The entries need to be copied exactly.

─── INFORMATION GIVEN

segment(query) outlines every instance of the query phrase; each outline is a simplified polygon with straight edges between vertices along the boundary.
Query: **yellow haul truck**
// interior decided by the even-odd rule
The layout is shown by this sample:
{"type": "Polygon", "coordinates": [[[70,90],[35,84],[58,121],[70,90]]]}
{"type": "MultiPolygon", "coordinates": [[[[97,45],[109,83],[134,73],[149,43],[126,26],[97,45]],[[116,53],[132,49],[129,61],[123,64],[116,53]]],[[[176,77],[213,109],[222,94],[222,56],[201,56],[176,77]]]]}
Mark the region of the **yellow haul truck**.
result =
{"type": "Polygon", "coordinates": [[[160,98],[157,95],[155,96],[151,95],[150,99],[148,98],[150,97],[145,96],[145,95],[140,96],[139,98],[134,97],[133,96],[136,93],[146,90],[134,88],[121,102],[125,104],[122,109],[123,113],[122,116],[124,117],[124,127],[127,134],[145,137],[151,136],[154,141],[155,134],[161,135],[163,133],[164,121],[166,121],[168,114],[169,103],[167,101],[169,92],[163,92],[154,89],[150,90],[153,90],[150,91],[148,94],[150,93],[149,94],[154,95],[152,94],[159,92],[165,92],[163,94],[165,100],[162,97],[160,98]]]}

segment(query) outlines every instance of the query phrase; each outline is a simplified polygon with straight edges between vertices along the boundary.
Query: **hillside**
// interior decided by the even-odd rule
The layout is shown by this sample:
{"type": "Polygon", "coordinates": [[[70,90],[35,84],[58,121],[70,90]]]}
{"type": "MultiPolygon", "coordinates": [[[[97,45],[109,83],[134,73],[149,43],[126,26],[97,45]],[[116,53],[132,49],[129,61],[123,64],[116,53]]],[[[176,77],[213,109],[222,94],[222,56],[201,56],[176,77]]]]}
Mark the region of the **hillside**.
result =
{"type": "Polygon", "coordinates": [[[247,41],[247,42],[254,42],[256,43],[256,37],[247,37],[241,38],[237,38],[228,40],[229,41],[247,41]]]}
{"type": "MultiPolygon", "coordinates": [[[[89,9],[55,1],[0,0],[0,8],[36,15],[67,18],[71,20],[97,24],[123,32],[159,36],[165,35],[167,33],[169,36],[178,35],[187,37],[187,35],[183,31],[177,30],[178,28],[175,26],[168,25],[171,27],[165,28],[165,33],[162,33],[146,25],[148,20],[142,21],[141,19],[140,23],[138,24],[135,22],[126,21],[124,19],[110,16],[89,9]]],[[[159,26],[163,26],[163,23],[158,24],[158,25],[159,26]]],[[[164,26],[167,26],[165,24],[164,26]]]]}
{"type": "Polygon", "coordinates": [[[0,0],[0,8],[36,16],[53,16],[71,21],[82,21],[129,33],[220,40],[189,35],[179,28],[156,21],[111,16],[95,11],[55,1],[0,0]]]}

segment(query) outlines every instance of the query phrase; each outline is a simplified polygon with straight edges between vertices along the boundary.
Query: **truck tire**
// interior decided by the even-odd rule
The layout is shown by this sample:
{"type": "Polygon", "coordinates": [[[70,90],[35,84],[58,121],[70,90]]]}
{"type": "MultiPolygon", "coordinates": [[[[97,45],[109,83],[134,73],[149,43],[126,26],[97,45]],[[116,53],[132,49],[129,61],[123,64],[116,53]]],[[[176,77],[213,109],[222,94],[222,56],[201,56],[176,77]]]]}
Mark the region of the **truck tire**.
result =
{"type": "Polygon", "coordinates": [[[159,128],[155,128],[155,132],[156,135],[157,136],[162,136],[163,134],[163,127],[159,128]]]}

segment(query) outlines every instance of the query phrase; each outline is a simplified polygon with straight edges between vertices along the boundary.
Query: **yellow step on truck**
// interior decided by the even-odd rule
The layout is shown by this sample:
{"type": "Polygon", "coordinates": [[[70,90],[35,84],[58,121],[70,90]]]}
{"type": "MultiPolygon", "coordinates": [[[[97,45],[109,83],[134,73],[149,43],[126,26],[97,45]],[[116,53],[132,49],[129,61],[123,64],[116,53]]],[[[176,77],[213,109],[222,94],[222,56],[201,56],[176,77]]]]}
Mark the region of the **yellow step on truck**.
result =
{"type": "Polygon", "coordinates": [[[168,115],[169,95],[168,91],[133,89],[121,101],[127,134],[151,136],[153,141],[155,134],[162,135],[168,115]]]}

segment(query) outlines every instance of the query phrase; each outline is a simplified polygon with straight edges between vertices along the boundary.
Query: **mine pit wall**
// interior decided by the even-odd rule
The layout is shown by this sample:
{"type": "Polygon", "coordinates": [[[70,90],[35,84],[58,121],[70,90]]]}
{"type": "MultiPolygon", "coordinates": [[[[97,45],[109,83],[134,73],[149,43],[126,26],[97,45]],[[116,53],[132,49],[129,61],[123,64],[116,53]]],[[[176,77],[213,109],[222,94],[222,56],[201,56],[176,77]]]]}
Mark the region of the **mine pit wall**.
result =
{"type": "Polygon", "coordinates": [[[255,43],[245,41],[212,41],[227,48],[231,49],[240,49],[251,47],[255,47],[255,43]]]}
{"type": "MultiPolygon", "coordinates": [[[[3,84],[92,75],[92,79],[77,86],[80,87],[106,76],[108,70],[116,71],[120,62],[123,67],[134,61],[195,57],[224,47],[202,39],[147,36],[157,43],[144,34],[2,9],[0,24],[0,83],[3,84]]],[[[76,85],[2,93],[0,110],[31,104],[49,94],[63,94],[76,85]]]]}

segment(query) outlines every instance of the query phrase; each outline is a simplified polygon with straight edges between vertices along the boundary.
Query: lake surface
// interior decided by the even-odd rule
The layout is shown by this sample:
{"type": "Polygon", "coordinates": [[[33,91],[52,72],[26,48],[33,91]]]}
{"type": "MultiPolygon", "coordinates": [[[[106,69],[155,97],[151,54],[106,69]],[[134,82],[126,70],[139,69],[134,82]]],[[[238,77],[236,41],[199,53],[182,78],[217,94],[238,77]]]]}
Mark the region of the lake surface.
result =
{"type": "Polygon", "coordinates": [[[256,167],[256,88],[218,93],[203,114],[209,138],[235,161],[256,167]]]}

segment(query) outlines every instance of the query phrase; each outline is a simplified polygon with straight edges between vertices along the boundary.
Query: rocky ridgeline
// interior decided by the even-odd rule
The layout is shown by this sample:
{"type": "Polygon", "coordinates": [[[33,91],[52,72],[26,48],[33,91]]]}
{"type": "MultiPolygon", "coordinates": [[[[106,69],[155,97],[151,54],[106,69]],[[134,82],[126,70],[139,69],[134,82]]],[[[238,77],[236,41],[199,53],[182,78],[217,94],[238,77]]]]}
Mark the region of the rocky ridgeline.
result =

──────

SOLUTION BELOW:
segment(query) outlines every instance of the query phrase; each outline is a simplified polygon with straight edges between vertices along the boundary.
Query: **yellow haul truck**
// interior decided by the even-odd rule
The layout is shown by this sample:
{"type": "Polygon", "coordinates": [[[70,90],[35,84],[58,121],[70,90]]]}
{"type": "MultiPolygon", "coordinates": [[[[97,45],[109,83],[134,73],[149,43],[126,26],[97,45]],[[116,53],[132,49],[129,61],[123,64],[116,53]]],[[[176,77],[213,109],[222,94],[222,56],[201,56],[176,77]]]]}
Mark the region of the **yellow haul truck**.
result =
{"type": "Polygon", "coordinates": [[[160,98],[157,95],[155,96],[151,95],[150,99],[148,98],[150,97],[145,96],[145,95],[140,96],[139,98],[134,97],[133,96],[136,93],[146,90],[134,88],[121,102],[125,104],[122,109],[123,113],[122,116],[124,117],[124,127],[127,134],[145,137],[151,136],[154,141],[155,134],[161,135],[163,133],[164,121],[166,121],[168,114],[169,103],[167,101],[169,92],[163,92],[154,89],[150,90],[153,90],[150,91],[148,94],[150,93],[149,94],[154,95],[152,94],[159,92],[165,92],[163,94],[165,100],[162,97],[160,98]]]}

segment(query) outlines every instance of the query phrase; each outline is a simplified polygon with straight edges between vertices along the boundary.
Query: **hillside**
// interior decided by the even-odd rule
The layout is shown by this sample:
{"type": "Polygon", "coordinates": [[[70,90],[35,84],[58,121],[70,90]]]}
{"type": "MultiPolygon", "coordinates": [[[[97,45],[109,83],[134,73],[149,43],[126,26],[97,45]],[[116,53],[132,49],[129,61],[123,64],[116,53]]],[[[176,77],[213,109],[222,94],[222,56],[201,56],[176,77]]]]}
Mark the region of the **hillside**.
result =
{"type": "Polygon", "coordinates": [[[247,41],[247,42],[254,42],[256,43],[256,37],[247,37],[241,38],[237,38],[228,40],[229,41],[247,41]]]}
{"type": "MultiPolygon", "coordinates": [[[[89,9],[55,1],[0,0],[0,8],[36,15],[67,18],[71,20],[97,24],[123,32],[159,36],[165,35],[167,33],[169,36],[178,35],[187,37],[187,35],[183,31],[177,30],[178,28],[175,26],[168,25],[171,27],[165,28],[165,33],[162,33],[146,25],[148,20],[142,21],[141,19],[140,23],[138,24],[135,22],[126,21],[124,19],[110,16],[89,9]]],[[[159,26],[163,26],[163,23],[158,24],[158,25],[159,26]]],[[[164,26],[167,26],[165,24],[164,26]]]]}
{"type": "Polygon", "coordinates": [[[0,0],[0,8],[36,16],[53,16],[71,21],[82,21],[129,33],[220,40],[189,35],[179,28],[156,21],[111,16],[95,11],[55,1],[0,0]]]}

segment(query) outlines every instance of the query phrase; each outline is a simplified polygon with straight edges between vertices along the boundary.
Query: **truck tire**
// interior decided by the even-odd rule
The layout is shown by this sample:
{"type": "Polygon", "coordinates": [[[70,90],[35,84],[58,121],[70,90]]]}
{"type": "MultiPolygon", "coordinates": [[[[97,45],[109,83],[134,73],[149,43],[126,26],[97,45]],[[116,53],[132,49],[129,61],[123,64],[116,53]]],[[[176,77],[213,109],[222,94],[222,56],[201,56],[176,77]]]]}
Mark the region of the **truck tire**.
result =
{"type": "Polygon", "coordinates": [[[159,128],[155,128],[155,132],[156,135],[157,136],[162,136],[163,134],[163,127],[159,128]]]}

segment(query) outlines every instance of the query phrase; each outline is a simplified polygon with straight edges between vertices along the boundary.
Query: **yellow step on truck**
// interior decided by the even-odd rule
The layout is shown by this sample:
{"type": "Polygon", "coordinates": [[[70,90],[35,84],[58,121],[70,90]]]}
{"type": "MultiPolygon", "coordinates": [[[[97,45],[109,83],[134,73],[149,43],[126,26],[97,45]],[[116,53],[132,49],[129,61],[123,64],[116,53]]],[[[176,77],[213,109],[222,94],[222,56],[201,56],[176,77]]]]}
Mark the region of the **yellow step on truck**.
result =
{"type": "Polygon", "coordinates": [[[168,115],[169,95],[168,91],[133,89],[121,101],[127,134],[151,136],[153,141],[155,134],[162,135],[168,115]]]}

segment(query) outlines every instance of the query phrase; each outline is a simplified polygon with straight edges between vertices along the boundary.
Query: **mine pit wall**
// interior decided by the even-odd rule
The layout is shown by this sample:
{"type": "Polygon", "coordinates": [[[70,90],[35,84],[58,121],[70,90]]]}
{"type": "MultiPolygon", "coordinates": [[[[97,45],[109,83],[134,73],[149,43],[126,26],[97,45]],[[116,53],[132,49],[129,61],[123,64],[116,53]]],[[[176,77],[213,109],[222,94],[222,56],[201,56],[176,77]]]]}
Mark the region of the **mine pit wall**.
result =
{"type": "Polygon", "coordinates": [[[255,43],[245,41],[212,41],[227,48],[231,49],[240,49],[251,47],[255,47],[255,43]]]}
{"type": "MultiPolygon", "coordinates": [[[[3,84],[92,75],[92,79],[77,86],[80,87],[106,76],[108,70],[116,71],[120,62],[123,67],[134,61],[195,57],[224,47],[202,39],[147,36],[157,43],[144,34],[2,9],[0,24],[0,83],[3,84]]],[[[76,85],[2,93],[0,110],[31,104],[49,94],[63,94],[76,85]]]]}

segment(query) outlines every instance of the query phrase; each outline is a simplified polygon with straight edges between vertices along the boundary.
Query: lake surface
// interior decided by the even-odd rule
The layout is shown by this sample:
{"type": "Polygon", "coordinates": [[[33,91],[52,72],[26,48],[33,91]]]}
{"type": "MultiPolygon", "coordinates": [[[[106,69],[155,97],[151,54],[106,69]],[[134,82],[126,70],[139,69],[134,82]]],[[[238,77],[236,41],[199,53],[182,78],[217,94],[238,77]]]]}
Mark the region of the lake surface.
result =
{"type": "Polygon", "coordinates": [[[256,167],[256,88],[218,93],[203,114],[209,138],[235,161],[256,167]]]}

segment(query) outlines every instance of the query phrase; each outline is a simplified polygon with straight edges between vertices along the boundary.
Query: rocky ridgeline
// interior decided by the even-odd rule
The layout is shown by this sample:
{"type": "Polygon", "coordinates": [[[33,91],[52,72],[26,48],[33,91]]]}
{"type": "MultiPolygon", "coordinates": [[[[106,69],[155,97],[151,54],[106,69]],[[134,82],[126,70],[139,69],[134,82]]],[[[238,77],[236,41],[199,53],[182,78],[217,94],[238,77]]]]}
Mark the region of the rocky ridgeline.
result =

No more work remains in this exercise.